The listing beneath should be written out in full, exactly as shown.

Entries from a pointing dataset:
______________________________
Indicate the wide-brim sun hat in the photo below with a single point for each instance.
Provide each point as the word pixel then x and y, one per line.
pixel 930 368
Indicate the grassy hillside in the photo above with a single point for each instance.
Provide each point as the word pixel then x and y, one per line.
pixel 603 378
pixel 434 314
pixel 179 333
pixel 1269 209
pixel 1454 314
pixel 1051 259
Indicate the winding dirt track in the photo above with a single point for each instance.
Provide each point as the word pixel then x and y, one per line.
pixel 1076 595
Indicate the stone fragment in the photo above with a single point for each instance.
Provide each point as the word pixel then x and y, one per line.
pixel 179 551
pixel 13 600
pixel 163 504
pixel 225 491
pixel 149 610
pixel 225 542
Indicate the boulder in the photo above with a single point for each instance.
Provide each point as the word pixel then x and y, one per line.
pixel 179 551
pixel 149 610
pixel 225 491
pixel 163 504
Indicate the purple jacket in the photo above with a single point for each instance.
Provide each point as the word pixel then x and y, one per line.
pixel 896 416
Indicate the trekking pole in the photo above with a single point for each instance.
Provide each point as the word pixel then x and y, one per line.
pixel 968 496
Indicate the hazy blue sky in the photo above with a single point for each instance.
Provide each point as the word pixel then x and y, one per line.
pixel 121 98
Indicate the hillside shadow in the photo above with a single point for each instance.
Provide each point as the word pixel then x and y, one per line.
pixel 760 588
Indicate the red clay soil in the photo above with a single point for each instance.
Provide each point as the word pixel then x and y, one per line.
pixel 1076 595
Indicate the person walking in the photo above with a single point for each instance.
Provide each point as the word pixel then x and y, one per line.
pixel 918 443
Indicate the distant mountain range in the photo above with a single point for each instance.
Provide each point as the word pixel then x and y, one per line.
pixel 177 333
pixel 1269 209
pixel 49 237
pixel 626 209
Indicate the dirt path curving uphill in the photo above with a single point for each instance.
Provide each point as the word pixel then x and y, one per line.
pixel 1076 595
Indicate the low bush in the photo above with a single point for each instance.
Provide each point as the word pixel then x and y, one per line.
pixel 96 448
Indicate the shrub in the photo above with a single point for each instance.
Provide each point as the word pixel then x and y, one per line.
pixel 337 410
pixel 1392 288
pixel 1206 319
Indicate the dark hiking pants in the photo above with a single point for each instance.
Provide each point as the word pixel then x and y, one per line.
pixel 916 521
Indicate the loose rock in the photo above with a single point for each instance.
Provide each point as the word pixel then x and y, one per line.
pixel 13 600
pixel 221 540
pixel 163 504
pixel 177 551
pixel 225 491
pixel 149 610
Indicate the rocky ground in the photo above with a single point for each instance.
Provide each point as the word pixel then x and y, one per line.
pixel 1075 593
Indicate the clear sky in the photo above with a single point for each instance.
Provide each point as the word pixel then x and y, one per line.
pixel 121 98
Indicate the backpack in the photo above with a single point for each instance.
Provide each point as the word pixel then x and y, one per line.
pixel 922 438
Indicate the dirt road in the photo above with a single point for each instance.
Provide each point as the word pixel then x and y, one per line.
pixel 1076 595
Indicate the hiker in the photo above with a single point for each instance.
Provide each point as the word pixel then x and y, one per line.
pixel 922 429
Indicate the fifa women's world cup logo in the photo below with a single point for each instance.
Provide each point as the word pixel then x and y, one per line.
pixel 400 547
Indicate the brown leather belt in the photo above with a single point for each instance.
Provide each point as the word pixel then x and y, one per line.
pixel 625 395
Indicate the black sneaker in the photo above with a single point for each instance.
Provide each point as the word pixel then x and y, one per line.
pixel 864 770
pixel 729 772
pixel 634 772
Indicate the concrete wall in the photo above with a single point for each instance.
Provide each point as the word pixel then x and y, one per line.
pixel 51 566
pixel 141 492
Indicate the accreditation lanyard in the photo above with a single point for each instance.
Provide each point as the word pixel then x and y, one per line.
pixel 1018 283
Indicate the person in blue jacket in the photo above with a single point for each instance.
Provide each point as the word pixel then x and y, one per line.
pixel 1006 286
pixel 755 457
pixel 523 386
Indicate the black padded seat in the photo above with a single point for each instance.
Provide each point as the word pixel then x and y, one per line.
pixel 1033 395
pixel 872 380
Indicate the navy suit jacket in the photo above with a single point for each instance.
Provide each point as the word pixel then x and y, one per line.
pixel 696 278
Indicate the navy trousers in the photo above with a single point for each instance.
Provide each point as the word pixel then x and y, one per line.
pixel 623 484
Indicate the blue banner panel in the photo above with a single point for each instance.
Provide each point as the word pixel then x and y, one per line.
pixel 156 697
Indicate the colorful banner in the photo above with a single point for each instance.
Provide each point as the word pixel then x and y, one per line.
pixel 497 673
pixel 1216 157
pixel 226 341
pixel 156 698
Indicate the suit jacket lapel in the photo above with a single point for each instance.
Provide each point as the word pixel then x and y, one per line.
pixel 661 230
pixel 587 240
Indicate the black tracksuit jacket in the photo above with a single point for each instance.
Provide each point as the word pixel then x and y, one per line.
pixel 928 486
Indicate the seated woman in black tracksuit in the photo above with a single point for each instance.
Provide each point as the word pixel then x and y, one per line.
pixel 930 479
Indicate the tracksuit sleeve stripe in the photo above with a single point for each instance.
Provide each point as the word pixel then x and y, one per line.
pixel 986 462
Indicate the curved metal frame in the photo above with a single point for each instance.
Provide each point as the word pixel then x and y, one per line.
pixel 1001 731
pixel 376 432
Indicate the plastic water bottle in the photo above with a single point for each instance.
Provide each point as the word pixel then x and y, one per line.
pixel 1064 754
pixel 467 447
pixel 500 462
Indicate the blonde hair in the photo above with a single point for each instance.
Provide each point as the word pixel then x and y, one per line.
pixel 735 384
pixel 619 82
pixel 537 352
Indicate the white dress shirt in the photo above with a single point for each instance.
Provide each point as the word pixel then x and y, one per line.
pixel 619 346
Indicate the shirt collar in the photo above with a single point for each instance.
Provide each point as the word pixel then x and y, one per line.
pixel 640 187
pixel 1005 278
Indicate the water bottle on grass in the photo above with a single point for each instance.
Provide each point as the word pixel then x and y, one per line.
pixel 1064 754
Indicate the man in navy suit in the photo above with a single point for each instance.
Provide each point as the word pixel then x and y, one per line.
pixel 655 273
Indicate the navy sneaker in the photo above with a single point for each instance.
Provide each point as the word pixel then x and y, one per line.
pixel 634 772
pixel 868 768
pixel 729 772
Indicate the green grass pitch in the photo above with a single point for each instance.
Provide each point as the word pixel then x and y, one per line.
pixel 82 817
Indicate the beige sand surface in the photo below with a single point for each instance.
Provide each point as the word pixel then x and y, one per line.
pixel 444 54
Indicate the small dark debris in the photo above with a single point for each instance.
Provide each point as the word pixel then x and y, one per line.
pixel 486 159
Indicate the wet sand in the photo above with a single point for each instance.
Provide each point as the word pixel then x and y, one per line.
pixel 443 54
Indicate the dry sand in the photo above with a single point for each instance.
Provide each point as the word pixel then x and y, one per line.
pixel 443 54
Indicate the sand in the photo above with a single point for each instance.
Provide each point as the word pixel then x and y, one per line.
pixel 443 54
______________________________
## SOLUTION TO THIS PROBLEM:
Indicate the wide-brim sun hat in the photo below with a single point for each instance.
Provide each point as the word pixel then x and y, one per line.
pixel 930 368
Indicate the grassy hillside in the photo above with a single point for each instance.
Provide each point as the word pixel then x and y, one per line.
pixel 603 378
pixel 434 314
pixel 179 333
pixel 1269 209
pixel 1454 314
pixel 1051 259
Indicate the winding dirt track in the photo above with a single point for each instance.
Provide each point as the word pixel then x and y, one per line.
pixel 1076 595
Indicate the stone fragment in the photo above with a single point for each instance.
Provide each point as the word pixel then x and y, one per line.
pixel 179 551
pixel 13 600
pixel 163 504
pixel 225 491
pixel 149 610
pixel 225 542
Indicate the boulder in the photo above with a single point for each instance.
Provide each point as the word pixel then x and y, one per line.
pixel 179 551
pixel 149 610
pixel 225 491
pixel 163 504
Indicate the purple jacket in the photo above with a single point for each instance.
Provide each point as the word pixel then x and y, one per line.
pixel 896 416
Indicate the trekking pole in the photo above with a single point for each instance.
Provide each point as the word pixel then x and y, one per line.
pixel 968 496
Indicate the hazy blue sky in the photo above with a single point for each instance.
Provide each point as the word pixel then x and y, one per line.
pixel 121 98
Indicate the hillside shadow in the photo above with a single point for each instance.
Provide each point as the word pixel then x and y, one per line.
pixel 760 588
Indicate the red clay soil in the photo above with a single point for each instance.
Provide each point as the word pixel then x and y, one per line.
pixel 1076 595
Indicate the person walking in the photo above with a single point for each instance.
Provide each point as the word pixel then x and y, one per line.
pixel 918 443
Indicate the distant mountain range in the photo above with a single point for each instance.
Provide each point as the word pixel then x and y, one per line.
pixel 177 333
pixel 1269 209
pixel 49 237
pixel 626 209
Indicate the dirt path curving uphill in the photo above with a single point for each instance.
Provide each point as the word pixel then x and y, one per line.
pixel 1076 595
Indicate the low bush in the photo above with a single point for each instance.
Provide each point as the word pixel then x and y, one per line.
pixel 96 448
Indicate the shrub in the photo above with a single point for each instance.
Provide each point as the word pixel then x and y, one per line.
pixel 337 410
pixel 1392 288
pixel 1206 319
Indicate the dark hiking pants in the photo above with a single point for each instance.
Provide each point as the word pixel then x and y, one per line.
pixel 916 521
Indicate the loose rock in the photo above with a single point for each instance.
Provide each point as the word pixel then x and y, one per line.
pixel 13 600
pixel 221 540
pixel 163 504
pixel 177 551
pixel 225 491
pixel 149 610
Indicate the rocky ground in the photo above with a single point for each instance.
Provide each point as the word pixel then x and y, one per line.
pixel 1075 593
Indicate the clear sky in the photo above with a single point for each instance.
Provide each point as the word pixel then x and y, one per line.
pixel 121 98
Indicate the backpack in the photo above with a single point for each instance.
Provide each point as the word pixel then x and y, one per line.
pixel 922 438
Indicate the dirt road in the photo above with a single point for each instance.
Provide each point as the word pixel then x and y, one per line.
pixel 1076 595
Indicate the hiker in the photo above with a single point for each instance.
Provide each point as the word pixel then x and y, one per line.
pixel 922 429
Indicate the fifa women's world cup logo in the photo below with a single point for each instance.
Provide each point as the word pixel then x and y, one per line.
pixel 400 547
Indicate the brown leather belt in the photo above with a single point for each instance.
Provide each point as the word pixel then x and y, one per line.
pixel 625 395
Indicate the black sneaker in the photo above with a single point for each instance.
Provide each point as the word pixel then x and y, one per line.
pixel 864 770
pixel 729 772
pixel 634 772
Indicate the concrete wall in the photo above with a single point for each instance.
Provide each point as the word pixel then x and y, one per line.
pixel 51 566
pixel 141 492
Indicate the accreditation lanyard in the photo above with a single point for each instance.
Provide each point as the word pixel then x and y, one per line.
pixel 1018 283
Indicate the person in blue jacket in the photo above with a single point for each instance.
Provide each point as the word pixel then x and y, one per line.
pixel 1006 286
pixel 755 457
pixel 523 386
Indicate the black padded seat in the photo above with a single point for each instance.
Provide each point as the word pixel then x and y, one per line.
pixel 1033 395
pixel 872 380
Indicate the navy suit jacket in the photo above with a single point for each instance.
Provide each point as the word pixel then x and y, one per line.
pixel 696 278
Indicate the navy trousers in the photo above with a single point for each instance.
Provide each point as the word pixel then x and y, one per line.
pixel 623 484
Indicate the blue banner panel in the photo above with a single point for each instance.
Provide each point as the word pixel then x and y, one per line.
pixel 156 697
Indicate the colorful banner in the photo above with a single point for each instance.
Provide each point as the word pixel then x and y, one per line.
pixel 497 673
pixel 1216 157
pixel 226 341
pixel 156 698
Indicate the suit jacket lapel in the photo above with a single point for each instance.
Provide each point as the word pixel then x and y, one per line.
pixel 661 230
pixel 587 240
Indicate the black tracksuit jacket in the photo above with a single point for each instance.
Provide each point as the word pixel then x and y, one per line.
pixel 928 486
Indicate the seated woman in black tracksuit in the photo above with a single point for each instance.
Provide each point as the word pixel then x and y, one per line.
pixel 930 479
Indicate the tracksuit sleeve stripe in the photo above with a single point for each instance.
Provide each point as the word pixel then x and y, one per line.
pixel 986 462
Indicate the curved metal frame in the photo above with a single point for each instance.
Provide each point as the word pixel then x and y, one per line.
pixel 1001 731
pixel 376 432
Indicate the plastic water bottle in the photo above with a single point for each instance.
Provide each point as the word pixel then x and y, one per line.
pixel 1064 754
pixel 467 447
pixel 500 462
Indicate the blonde hair in the photo above with a single point for each instance.
Provide each point as the word pixel then x and y, one per line.
pixel 735 384
pixel 619 82
pixel 537 352
Indicate the white dress shirt in the photo above with a single point for each instance.
Provide each point as the word pixel then x and y, one per line.
pixel 619 346
Indicate the shirt collar in the photo above with a single point for each instance.
Provide each point as the word pixel then x and y, one per line.
pixel 640 187
pixel 1005 278
Indicate the water bottle on grass in the photo above with a single point for each instance.
Provide each point as the word pixel then x and y, one per line.
pixel 1064 754
Indicate the man in navy suit in the photo above with a single point for each instance.
Provide each point as the word pixel then x and y, one per line.
pixel 655 273
Indicate the navy sneaker in the photo above with a single point for each instance.
Provide each point as the word pixel then x and y, one per line.
pixel 634 772
pixel 868 768
pixel 729 772
Indicate the green grass pitch in the photo above with a single point for each instance.
Provide each point as the word pixel then x and y, one per line.
pixel 82 817
Indicate the beige sand surface in the photo below with a single point for each instance.
Provide each point as the word pixel then x and y, one per line.
pixel 444 54
Indicate the small dark debris in the photo above with a single point for each instance.
Provide each point as the word pixel then x and y, one per line.
pixel 486 159
Indicate the wet sand in the photo above with a single point for each instance.
Provide each point as the word pixel then x and y, one per line.
pixel 443 54
Indicate the dry sand in the photo above with a single point for each instance.
Provide each point as the word pixel then x and y, one per line.
pixel 443 54
Indicate the sand in the photo above with a single point for each instance.
Provide each point as the word pixel then x and y, one per line.
pixel 443 54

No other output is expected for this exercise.